▸ **About this task**: Could you tally the lines of the entries that carry the string "drawer"? Reply with the number and nothing more.

▸ **Data for this task**:
◆ ◆ ◆ ◆ ◆ ◆ ◆
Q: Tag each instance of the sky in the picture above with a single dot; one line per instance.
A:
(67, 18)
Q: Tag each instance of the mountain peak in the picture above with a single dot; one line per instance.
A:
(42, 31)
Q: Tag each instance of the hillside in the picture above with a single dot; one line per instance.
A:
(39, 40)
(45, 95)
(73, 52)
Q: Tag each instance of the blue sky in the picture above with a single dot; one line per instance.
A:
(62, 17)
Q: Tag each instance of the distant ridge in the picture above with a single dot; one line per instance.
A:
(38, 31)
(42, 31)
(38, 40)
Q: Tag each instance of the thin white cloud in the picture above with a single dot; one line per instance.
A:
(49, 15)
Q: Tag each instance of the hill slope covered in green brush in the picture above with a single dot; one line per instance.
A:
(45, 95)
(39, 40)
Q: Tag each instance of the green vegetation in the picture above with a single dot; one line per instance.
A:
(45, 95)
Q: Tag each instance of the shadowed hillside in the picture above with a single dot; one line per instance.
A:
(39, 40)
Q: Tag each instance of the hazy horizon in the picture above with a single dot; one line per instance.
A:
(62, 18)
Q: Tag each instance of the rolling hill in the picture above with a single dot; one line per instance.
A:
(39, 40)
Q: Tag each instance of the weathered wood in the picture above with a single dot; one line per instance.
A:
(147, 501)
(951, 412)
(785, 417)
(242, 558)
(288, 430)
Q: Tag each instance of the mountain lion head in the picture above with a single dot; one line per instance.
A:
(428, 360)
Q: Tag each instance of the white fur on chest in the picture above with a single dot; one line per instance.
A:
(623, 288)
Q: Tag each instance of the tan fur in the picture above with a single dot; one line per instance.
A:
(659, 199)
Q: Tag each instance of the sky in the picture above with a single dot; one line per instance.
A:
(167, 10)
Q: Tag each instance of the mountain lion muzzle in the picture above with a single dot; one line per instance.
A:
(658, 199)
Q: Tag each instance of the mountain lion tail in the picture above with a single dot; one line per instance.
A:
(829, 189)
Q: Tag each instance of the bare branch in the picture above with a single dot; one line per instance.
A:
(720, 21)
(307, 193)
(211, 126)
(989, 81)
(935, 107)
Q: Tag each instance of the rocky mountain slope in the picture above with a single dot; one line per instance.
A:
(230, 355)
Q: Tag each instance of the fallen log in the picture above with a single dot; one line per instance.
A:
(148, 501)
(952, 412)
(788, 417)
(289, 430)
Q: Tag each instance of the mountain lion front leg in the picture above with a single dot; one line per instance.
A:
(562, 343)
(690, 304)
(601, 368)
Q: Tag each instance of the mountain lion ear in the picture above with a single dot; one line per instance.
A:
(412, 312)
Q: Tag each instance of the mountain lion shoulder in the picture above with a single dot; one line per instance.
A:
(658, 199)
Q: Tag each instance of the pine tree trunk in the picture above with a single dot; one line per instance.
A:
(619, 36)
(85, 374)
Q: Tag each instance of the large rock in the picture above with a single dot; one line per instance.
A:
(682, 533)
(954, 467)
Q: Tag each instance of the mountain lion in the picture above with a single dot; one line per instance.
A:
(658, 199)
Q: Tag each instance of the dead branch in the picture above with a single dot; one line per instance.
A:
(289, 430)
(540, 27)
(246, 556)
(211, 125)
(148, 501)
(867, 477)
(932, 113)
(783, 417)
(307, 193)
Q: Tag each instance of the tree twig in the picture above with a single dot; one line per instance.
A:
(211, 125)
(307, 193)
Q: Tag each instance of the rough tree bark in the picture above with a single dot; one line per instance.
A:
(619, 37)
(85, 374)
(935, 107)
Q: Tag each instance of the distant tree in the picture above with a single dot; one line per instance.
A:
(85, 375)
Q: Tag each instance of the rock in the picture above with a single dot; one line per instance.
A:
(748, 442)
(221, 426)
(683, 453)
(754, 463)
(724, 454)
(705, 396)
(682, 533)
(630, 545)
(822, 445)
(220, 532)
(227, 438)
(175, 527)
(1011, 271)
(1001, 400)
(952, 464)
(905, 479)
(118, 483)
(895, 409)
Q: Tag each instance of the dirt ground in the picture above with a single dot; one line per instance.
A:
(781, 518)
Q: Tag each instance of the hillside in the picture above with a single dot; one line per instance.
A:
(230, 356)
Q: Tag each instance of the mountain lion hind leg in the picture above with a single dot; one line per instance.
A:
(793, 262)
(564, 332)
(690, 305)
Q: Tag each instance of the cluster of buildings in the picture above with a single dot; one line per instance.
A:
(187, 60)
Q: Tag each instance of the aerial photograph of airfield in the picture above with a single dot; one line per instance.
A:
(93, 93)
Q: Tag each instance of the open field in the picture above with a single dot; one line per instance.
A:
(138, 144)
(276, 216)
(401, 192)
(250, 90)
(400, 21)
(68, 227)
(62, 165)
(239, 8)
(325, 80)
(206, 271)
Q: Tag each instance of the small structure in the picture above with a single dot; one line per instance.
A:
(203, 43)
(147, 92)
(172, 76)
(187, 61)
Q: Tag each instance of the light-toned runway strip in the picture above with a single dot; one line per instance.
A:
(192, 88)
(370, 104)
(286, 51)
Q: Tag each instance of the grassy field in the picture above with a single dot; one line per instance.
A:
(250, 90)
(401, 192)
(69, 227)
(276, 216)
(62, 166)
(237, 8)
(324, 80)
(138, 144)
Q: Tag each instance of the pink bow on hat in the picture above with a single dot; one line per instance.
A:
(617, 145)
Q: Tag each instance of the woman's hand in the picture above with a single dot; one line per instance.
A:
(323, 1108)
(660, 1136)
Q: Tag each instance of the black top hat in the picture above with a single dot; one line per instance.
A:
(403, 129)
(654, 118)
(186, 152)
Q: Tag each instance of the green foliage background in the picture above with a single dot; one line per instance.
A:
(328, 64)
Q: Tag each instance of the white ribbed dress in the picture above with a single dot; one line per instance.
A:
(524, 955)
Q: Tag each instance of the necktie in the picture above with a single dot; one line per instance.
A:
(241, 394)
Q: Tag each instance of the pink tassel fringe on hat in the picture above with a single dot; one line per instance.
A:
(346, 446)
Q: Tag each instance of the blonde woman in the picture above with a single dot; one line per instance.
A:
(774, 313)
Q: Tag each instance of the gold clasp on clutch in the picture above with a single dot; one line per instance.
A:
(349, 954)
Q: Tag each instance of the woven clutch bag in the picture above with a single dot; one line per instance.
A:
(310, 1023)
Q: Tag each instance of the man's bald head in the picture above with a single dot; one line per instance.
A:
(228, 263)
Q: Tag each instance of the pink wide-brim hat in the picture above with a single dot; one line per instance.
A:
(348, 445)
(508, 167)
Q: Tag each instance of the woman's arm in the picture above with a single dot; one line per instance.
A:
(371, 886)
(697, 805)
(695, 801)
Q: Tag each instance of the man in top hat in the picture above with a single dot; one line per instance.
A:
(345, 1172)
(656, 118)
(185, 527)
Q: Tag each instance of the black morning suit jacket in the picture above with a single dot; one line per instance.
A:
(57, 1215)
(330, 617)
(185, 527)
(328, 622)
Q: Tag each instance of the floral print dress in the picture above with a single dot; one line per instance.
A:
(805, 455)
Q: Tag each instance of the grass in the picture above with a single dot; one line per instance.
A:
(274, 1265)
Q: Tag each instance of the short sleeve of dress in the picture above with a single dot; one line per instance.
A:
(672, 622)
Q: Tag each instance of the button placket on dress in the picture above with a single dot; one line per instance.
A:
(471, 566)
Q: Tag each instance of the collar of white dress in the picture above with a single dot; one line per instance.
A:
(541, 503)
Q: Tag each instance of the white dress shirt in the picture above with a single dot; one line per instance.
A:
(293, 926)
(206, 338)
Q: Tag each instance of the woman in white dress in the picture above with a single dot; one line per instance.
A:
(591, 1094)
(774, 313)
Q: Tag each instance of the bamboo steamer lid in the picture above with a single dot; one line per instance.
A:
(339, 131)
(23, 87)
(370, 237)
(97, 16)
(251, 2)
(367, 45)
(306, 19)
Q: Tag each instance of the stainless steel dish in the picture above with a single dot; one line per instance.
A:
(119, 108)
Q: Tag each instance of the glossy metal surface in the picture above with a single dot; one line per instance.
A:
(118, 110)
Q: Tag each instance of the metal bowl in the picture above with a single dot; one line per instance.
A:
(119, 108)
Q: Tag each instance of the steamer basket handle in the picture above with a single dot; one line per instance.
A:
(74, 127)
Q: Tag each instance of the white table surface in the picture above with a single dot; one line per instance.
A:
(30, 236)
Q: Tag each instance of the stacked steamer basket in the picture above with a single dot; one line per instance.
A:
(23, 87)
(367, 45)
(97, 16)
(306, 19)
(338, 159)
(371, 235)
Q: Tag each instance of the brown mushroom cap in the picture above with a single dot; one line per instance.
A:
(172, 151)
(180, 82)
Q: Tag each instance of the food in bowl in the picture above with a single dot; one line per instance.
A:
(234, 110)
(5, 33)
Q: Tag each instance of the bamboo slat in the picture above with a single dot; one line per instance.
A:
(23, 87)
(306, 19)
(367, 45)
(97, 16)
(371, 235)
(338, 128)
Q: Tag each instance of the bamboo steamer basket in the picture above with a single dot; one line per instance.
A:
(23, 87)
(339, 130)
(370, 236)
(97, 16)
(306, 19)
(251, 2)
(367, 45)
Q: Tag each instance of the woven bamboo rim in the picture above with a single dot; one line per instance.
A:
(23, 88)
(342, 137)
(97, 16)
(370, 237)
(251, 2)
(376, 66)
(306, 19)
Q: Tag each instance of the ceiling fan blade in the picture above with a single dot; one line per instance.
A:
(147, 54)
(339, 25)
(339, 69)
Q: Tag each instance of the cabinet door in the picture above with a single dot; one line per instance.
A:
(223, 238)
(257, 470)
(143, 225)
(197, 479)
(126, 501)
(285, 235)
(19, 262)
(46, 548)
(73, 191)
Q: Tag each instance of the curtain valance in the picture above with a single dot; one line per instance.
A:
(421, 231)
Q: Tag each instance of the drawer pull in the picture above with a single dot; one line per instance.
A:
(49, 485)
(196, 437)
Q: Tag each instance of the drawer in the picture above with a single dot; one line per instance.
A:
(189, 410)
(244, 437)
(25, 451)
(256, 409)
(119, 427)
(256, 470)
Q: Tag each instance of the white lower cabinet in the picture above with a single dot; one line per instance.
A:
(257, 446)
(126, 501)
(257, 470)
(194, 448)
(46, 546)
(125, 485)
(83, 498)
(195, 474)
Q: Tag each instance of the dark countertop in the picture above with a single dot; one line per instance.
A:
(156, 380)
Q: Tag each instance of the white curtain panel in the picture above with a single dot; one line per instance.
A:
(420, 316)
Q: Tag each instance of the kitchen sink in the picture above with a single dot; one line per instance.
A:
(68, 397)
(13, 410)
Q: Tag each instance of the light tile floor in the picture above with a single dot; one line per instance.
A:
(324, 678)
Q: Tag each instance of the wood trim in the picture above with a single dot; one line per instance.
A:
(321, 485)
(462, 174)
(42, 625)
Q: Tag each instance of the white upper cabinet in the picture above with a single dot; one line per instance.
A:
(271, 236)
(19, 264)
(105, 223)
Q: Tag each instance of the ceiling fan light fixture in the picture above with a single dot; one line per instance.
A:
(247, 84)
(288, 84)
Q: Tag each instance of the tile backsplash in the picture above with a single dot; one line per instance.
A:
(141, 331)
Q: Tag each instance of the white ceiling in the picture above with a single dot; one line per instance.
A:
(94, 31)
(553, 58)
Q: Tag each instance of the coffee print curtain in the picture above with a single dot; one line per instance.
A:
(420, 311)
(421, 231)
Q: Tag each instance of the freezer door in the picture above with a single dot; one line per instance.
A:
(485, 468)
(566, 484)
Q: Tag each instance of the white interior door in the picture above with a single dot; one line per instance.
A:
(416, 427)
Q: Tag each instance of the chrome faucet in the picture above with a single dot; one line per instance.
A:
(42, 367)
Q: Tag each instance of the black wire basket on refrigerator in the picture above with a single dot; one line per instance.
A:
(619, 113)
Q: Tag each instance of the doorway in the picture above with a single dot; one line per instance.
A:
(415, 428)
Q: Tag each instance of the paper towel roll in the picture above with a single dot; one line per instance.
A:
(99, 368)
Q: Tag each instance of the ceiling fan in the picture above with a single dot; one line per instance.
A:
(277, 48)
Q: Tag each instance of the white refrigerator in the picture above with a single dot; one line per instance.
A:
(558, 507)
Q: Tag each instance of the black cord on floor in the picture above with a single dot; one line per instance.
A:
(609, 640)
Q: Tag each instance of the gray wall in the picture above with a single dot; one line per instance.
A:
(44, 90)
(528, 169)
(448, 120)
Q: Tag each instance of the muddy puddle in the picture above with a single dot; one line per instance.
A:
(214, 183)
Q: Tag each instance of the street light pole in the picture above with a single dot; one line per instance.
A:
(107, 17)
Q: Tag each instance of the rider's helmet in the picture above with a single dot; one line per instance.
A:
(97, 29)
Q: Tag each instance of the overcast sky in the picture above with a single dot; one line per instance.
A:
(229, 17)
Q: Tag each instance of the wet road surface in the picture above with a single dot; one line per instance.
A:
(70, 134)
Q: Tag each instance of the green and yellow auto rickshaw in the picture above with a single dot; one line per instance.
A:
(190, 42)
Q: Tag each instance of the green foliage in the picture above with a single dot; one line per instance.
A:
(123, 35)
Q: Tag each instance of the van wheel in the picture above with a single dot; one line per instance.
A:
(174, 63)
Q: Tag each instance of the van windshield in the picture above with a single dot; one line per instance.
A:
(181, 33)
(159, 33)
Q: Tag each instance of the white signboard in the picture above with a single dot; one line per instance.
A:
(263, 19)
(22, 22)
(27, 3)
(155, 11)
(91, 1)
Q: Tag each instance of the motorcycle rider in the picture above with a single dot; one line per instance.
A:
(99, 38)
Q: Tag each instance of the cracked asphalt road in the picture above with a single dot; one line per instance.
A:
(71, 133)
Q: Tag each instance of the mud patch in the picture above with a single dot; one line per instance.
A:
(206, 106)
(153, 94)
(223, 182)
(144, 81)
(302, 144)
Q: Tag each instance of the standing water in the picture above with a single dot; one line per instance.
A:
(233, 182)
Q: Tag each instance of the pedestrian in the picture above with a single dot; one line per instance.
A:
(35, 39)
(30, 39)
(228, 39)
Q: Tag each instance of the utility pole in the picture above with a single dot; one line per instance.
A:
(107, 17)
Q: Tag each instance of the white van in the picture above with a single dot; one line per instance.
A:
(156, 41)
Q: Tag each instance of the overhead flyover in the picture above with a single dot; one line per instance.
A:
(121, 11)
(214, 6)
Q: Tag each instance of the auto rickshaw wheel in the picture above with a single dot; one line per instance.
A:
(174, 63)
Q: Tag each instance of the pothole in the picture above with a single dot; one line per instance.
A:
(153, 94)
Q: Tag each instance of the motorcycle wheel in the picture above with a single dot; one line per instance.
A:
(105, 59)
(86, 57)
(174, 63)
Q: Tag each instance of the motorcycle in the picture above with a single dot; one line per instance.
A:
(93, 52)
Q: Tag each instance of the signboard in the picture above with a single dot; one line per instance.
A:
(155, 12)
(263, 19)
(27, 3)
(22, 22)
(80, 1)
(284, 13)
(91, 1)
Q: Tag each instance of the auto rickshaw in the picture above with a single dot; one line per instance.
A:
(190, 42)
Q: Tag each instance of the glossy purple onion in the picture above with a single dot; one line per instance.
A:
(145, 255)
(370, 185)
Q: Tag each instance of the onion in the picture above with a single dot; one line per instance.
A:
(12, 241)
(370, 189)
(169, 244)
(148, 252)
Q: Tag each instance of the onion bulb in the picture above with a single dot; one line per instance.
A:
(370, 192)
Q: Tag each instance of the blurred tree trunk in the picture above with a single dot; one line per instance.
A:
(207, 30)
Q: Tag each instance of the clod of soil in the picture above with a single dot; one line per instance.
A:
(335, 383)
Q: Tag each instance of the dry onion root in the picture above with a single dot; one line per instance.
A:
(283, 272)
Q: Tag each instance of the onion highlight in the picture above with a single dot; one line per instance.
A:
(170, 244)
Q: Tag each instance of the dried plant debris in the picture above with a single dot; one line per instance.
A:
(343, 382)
◆ ◆ ◆ ◆ ◆ ◆ ◆
▸ **Expected answer**: 2